WHAT YOU HAVE TO DO ::
Reproduce the listing in full. Omit the pictures.

RECORDS PROVIDED ::
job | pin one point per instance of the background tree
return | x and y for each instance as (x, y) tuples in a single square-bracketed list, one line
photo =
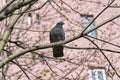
[(25, 47)]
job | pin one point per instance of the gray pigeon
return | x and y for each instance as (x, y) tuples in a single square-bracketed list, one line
[(57, 34)]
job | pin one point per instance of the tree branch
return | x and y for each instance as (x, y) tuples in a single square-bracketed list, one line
[(2, 63)]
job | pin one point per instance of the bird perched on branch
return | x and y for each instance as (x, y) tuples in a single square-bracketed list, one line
[(57, 34)]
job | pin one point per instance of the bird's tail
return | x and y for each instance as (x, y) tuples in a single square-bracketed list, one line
[(58, 51)]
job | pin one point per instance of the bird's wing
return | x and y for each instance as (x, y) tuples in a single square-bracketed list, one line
[(56, 34)]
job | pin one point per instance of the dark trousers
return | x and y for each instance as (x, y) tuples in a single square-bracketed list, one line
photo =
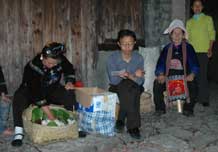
[(22, 100), (202, 78), (159, 97), (129, 96)]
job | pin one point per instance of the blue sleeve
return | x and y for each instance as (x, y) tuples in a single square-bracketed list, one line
[(192, 60), (161, 63), (140, 80), (111, 66)]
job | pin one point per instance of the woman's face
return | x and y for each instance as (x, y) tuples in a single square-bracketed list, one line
[(177, 35), (49, 62), (126, 44), (197, 7)]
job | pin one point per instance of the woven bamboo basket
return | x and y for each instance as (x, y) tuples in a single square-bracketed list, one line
[(146, 103), (40, 134)]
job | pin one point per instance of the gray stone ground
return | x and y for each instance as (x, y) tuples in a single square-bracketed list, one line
[(171, 132)]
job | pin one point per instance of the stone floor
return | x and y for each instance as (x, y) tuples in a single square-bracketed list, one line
[(171, 132)]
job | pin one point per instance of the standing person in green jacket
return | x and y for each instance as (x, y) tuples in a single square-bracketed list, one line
[(201, 35)]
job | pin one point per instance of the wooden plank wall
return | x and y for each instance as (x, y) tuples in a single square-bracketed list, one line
[(114, 15), (27, 25)]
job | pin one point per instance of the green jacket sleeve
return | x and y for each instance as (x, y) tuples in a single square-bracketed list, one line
[(211, 29)]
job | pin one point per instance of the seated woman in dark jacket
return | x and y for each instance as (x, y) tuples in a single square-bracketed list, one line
[(177, 59), (41, 85), (126, 74)]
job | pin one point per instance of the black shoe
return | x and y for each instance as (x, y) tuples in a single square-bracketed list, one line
[(134, 133), (119, 126), (17, 142), (188, 113), (205, 104), (159, 112), (82, 134)]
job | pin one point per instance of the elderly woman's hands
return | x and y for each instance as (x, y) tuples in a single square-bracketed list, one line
[(161, 78), (69, 86)]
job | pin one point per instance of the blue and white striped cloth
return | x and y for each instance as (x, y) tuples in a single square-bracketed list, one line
[(101, 122)]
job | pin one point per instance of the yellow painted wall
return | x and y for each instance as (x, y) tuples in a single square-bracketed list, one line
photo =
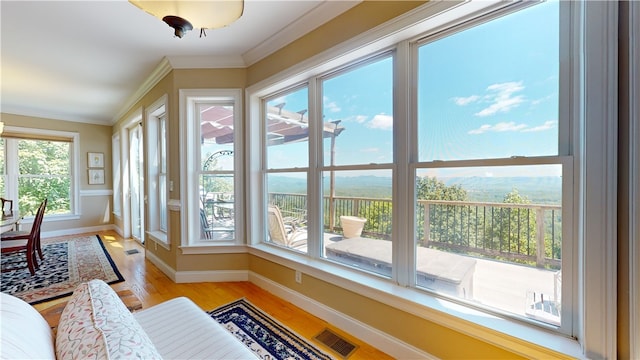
[(365, 16)]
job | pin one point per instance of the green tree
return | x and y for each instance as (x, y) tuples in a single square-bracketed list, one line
[(515, 231), (44, 172), (447, 223)]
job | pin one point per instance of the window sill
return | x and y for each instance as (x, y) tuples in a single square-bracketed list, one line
[(520, 338), (216, 248), (160, 238)]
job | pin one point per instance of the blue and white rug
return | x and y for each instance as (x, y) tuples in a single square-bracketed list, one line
[(267, 338)]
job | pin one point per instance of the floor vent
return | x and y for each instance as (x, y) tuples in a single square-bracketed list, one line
[(336, 343)]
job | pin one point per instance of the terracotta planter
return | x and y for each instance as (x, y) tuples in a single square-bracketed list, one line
[(352, 226)]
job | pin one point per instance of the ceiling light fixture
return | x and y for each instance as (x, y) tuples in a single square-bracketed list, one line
[(183, 16)]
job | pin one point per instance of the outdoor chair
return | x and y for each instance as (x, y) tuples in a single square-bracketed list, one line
[(286, 234), (205, 229), (22, 235), (25, 243), (7, 205)]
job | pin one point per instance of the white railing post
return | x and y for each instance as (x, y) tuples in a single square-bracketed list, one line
[(427, 228), (540, 250)]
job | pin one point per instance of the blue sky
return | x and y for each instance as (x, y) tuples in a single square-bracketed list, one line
[(488, 92)]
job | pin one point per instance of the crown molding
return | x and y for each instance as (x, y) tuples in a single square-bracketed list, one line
[(206, 62), (305, 24), (163, 68)]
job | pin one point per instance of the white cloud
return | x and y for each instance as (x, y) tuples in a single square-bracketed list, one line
[(502, 99), (511, 126), (332, 106), (546, 126), (499, 127), (381, 121), (466, 100), (360, 118)]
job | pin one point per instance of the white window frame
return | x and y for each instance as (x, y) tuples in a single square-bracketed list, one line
[(11, 180), (156, 114), (117, 176), (190, 169), (593, 82)]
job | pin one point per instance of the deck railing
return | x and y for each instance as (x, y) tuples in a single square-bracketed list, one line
[(522, 233)]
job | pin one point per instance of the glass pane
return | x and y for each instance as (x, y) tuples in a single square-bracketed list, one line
[(358, 115), (357, 219), (216, 136), (3, 175), (287, 210), (492, 235), (217, 207), (491, 91), (162, 200), (44, 173), (288, 130)]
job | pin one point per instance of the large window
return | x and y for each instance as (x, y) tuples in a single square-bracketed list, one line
[(39, 164), (492, 169), (489, 173), (156, 117), (212, 128), (464, 124)]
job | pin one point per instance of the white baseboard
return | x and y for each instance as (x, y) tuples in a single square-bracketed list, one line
[(166, 269), (197, 276), (211, 276), (74, 231), (383, 341)]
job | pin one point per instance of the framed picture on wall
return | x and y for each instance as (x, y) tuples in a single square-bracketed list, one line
[(96, 176), (96, 159)]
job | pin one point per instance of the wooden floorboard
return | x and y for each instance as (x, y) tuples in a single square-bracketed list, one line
[(153, 287)]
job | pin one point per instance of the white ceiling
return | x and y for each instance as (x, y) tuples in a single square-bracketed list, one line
[(82, 60)]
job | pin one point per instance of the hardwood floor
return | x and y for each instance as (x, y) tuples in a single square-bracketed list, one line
[(153, 287)]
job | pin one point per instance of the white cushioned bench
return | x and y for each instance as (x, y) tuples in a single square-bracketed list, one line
[(438, 270), (95, 323)]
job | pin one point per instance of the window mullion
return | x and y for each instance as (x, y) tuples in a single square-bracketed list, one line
[(403, 255), (314, 175)]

RESULT OF THE EXERCISE ::
job | pin one point per instance of the background tree
return | x and y for each instance as (x, y) tuples in a single square-bracketed list, one line
photo =
[(25, 47)]
job | pin one point per instance of the gray pigeon
return | x and y for each instance as (x, y) tuples in a single square-bracketed list, one line
[(57, 34)]
job | pin one point per instance of the tree branch
return | x and y for each instance as (x, y) tuples in a single square-bracketed list, one line
[(2, 63)]
job | pin one point per instance of the bird perched on branch
return | x and y for each instance as (x, y) tuples in a single square-bracketed list, one line
[(57, 34)]
job | pin one point per instance of the bird's tail
return | x and y for each instance as (x, y) tuples in a single square-bracketed list, one line
[(58, 51)]
job | pin one point per instance of the bird's wing
return | x and y for each instance as (x, y) tuples in a single square-bracketed list, one line
[(56, 34)]
job | pin one point per instance of the dark trousers
return | x and y for each instance as (x, y) tuples in a single square-bracketed list, one line
photo =
[(22, 100), (202, 78), (159, 97), (129, 96)]
job | pin one point per instance of the blue sleeve
return | x and y for each instance as (x, y) tuples in a single square-bracketed list, one line
[(192, 60), (161, 63), (140, 80), (111, 66)]
job | pin one point per instance of the woman's face
return | x and y for each instance as (x, y) tuples in a single square-bracketed list, one line
[(177, 35), (49, 62), (126, 44), (197, 7)]
job | pin one point per instance of the woven bamboo basket
return | x and y for each instance as (x, y) tuples in a single square-bracketed list, one line
[(146, 103), (40, 134)]
job | pin one point per instance of the gray stone ground
return | x and y for each instance as (x, y) tuples in a single square-bracketed list, one line
[(171, 132)]
job | pin one point per instance of the stone floor
return | x and y for each instance as (x, y) tuples in a single square-bracketed list, one line
[(171, 132)]
job | pin one point per instance of the standing person in green jacket
return | x and y for each instance as (x, y) tuples in a single square-bracketed list, one line
[(201, 35)]
job | pin one point per instance of the wooden plank wall
return | x and y for each instance as (x, y) tuples in a single square-bracketed list, one line
[(114, 15), (27, 25)]
job | pin one point per instance of the green jacket sleeve
return | x and y for each instance as (x, y) tuples in a single square-bracketed list, one line
[(211, 29)]
job | pin one point per instance of the seated woman in dark jacket
return | x and y for each instance as (x, y) tuples in a single square-bracketed list, one line
[(177, 59), (41, 85), (126, 74)]
job | pin one point per instance of the black shoe
return | x and y for each instance as (x, y) tuples in a single square-bracketed list, one line
[(134, 133), (119, 126), (17, 142), (188, 113), (205, 104), (159, 112), (82, 134)]
job | pin one point per instance of the elderly woman's hands
return | x and y for each instance as (x, y) tuples in a single square-bracketed list, one line
[(161, 78), (69, 86)]
job | pin one point per instance of the blue and white striped cloth
return | x and y for each instance as (x, y) tuples in a single square-bracketed list, one line
[(101, 122)]
job | pin one point per instance of the yellow painted wall
return | x and y for each instance as (x, y) tuples in a single square-bracketed list, one line
photo =
[(365, 16)]
job | pin one point per instance of the green tree
return | x and y for each instance as (x, y) tuples in a single square-bracketed list, one line
[(515, 231), (44, 172), (447, 223)]
job | pin one point per instance of the window sill
return | x and y for each instance as (x, y) tuples in a single square-bracketed list, one line
[(520, 338), (216, 248), (160, 238)]
job | pin one point per instance of the blue and white rug
return | x and y for each instance as (x, y) tuples in a single square-bracketed list, one line
[(267, 338)]
job | pin one point per instance of the floor vent
return | x and y for each instance as (x, y) tuples in a single square-bracketed list, one line
[(336, 343)]
job | pin one point per instance of the terracotta planter
return | x and y for each instance as (x, y) tuples in a single square-bracketed list, one line
[(352, 226)]
job | pin one point per instance of the ceiling light fixture
return | x and y for each instance as (x, y) tuples in a single square-bracketed list, one line
[(183, 16)]
job | pin one point per instance of the outdoor chair
return | x and y for each instance as (x, y) tuples in a single square-bracketed list, one line
[(286, 234), (205, 229), (22, 235), (25, 243), (7, 205)]
job | pin one point per instance of the white railing post
return | x and y for each instance as (x, y) tuples in a single square-bracketed list, one line
[(427, 228), (540, 250)]
job | pin one point per instance of the blue sky
return | x and y for each instance as (x, y) tuples in a single square-bracketed list, one line
[(488, 92)]
job | pin one point per instance of the crown molding
return | x and y for each instance as (x, y) tuples in a single square-bracketed list, one line
[(206, 62), (305, 24), (163, 68)]
job | pin one point per instance of the white cloud
return | x and y for each instance as (x, y) tuples in a single square-bracketed list, one line
[(502, 99), (511, 126), (332, 106), (546, 126), (499, 127), (381, 121), (466, 100), (360, 118)]
job | pin one point per instance of the white window frame
return | x and y for each instance as (x, y) tuples in a single square-bracketed list, one line
[(11, 180), (156, 114), (117, 176), (190, 169), (593, 82)]
job | pin one point per instance of the deck railing
return | x and y for each instance as (x, y) tuples in a single square-bracketed list, one line
[(522, 233)]
job | pin one point per instance of the glass pane
return | x and y for each instance as (x, y) tuples in a single square-bracketed list, one line
[(358, 115), (357, 219), (216, 136), (3, 175), (287, 210), (492, 235), (217, 207), (491, 91), (162, 200), (44, 173), (288, 130)]
job | pin one point per instance of the large window
return | x and y for each instance as (x, y) tuples in a single square-bracketed list, one line
[(39, 164), (492, 169), (489, 173), (156, 117), (212, 128), (464, 124)]
job | pin one point per instance of the white baseboard
return | x and y for each instance as (x, y) tuples in a single square-bracketed list, one line
[(166, 269), (197, 276), (211, 276), (74, 231), (383, 341)]
job | pin one point per instance of the framed picture on wall
return | x and y for each instance as (x, y) tuples in a single square-bracketed list, one line
[(96, 176), (96, 159)]
job | pin one point per instance of the wooden floorboard
return | x and y for each instance as (x, y) tuples in a single square-bracketed list, one line
[(153, 287)]
job | pin one point per instance of the white ceiling
return | x and y for each instance as (x, y) tuples in a single square-bracketed list, one line
[(82, 60)]
job | pin one point per instance of the hardwood floor
return | x and y for each instance as (x, y) tuples in a single square-bracketed list, one line
[(153, 287)]
job | pin one point per instance of the white cushioned bench
return | x and y for each instance as (x, y) tuples in a single square-bracketed list, one line
[(438, 270), (95, 323)]
job | pin one point per instance of the window mullion
return | x and y for each instance as (x, y) tuples in a single square-bracketed list, one line
[(403, 255), (314, 175)]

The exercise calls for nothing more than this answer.